== Items from a dataset ==
-=-=-=-=-

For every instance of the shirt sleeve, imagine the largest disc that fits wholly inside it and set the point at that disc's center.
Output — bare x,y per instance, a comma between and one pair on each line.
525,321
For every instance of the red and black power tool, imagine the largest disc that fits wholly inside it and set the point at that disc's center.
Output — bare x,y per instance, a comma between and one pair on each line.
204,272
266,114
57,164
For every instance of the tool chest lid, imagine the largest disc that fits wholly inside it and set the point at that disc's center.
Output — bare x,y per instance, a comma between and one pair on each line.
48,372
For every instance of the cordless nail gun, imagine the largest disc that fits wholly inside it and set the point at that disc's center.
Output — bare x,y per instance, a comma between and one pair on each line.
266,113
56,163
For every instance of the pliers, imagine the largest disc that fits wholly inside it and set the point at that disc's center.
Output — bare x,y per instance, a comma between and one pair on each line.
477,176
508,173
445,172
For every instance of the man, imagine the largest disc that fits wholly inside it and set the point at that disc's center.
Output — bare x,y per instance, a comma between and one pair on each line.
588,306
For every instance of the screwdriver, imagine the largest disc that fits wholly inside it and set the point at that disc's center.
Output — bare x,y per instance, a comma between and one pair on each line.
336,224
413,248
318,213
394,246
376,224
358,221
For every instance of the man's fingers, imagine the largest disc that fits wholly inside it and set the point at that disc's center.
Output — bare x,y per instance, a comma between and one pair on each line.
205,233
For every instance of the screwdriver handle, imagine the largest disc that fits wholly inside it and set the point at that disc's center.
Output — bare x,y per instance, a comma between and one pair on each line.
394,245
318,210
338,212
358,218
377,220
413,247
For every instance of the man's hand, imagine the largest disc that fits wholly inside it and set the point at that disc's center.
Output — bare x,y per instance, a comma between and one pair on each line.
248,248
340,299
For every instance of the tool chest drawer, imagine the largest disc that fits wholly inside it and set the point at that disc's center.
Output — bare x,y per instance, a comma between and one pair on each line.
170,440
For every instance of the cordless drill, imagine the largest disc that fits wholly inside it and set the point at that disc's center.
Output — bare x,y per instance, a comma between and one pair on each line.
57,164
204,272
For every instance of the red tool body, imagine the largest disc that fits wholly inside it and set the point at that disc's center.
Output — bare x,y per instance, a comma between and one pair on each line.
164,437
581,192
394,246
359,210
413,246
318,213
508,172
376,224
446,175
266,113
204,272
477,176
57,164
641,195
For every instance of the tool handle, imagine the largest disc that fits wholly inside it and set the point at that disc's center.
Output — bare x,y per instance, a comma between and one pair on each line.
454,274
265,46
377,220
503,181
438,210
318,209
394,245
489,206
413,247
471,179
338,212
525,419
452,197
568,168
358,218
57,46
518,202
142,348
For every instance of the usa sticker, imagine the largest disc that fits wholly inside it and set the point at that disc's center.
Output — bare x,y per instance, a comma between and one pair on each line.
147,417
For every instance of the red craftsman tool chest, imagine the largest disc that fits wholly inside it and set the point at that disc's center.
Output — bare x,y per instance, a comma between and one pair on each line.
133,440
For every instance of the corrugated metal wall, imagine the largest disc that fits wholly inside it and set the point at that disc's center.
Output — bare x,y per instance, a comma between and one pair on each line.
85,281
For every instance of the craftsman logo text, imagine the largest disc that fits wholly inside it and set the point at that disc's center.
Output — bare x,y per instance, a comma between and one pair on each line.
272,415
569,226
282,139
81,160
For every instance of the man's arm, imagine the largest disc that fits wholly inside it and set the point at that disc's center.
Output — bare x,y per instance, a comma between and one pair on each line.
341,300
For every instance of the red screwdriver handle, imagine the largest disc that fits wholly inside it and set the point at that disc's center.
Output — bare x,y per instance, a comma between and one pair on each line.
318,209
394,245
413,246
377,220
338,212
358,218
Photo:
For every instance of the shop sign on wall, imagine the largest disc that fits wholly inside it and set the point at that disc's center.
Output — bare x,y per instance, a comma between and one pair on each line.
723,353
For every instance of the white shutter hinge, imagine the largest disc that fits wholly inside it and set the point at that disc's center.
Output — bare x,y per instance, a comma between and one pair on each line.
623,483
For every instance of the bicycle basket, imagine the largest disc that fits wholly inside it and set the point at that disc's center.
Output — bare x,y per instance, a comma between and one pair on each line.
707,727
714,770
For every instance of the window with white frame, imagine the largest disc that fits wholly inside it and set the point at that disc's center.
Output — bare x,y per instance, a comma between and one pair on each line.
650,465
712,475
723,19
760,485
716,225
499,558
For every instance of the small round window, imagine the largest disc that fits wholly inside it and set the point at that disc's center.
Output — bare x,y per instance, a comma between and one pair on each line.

-=-=-=-=-

== Task prompt ==
Format the lines of the listing from the one containing "For every instance of the small" through the end of the listing as a Markdown table with the columns No. and Text. Number each row and leave out blank lines.

== Task answer ==
| No. | Text |
|---|---|
| 1 | For every instance of the small round window, imagine the largest disc that fits wholly inside it and set the point at that disc's center. |
| 2 | Output — bare x,y per instance, a comma between and one pair on each line. |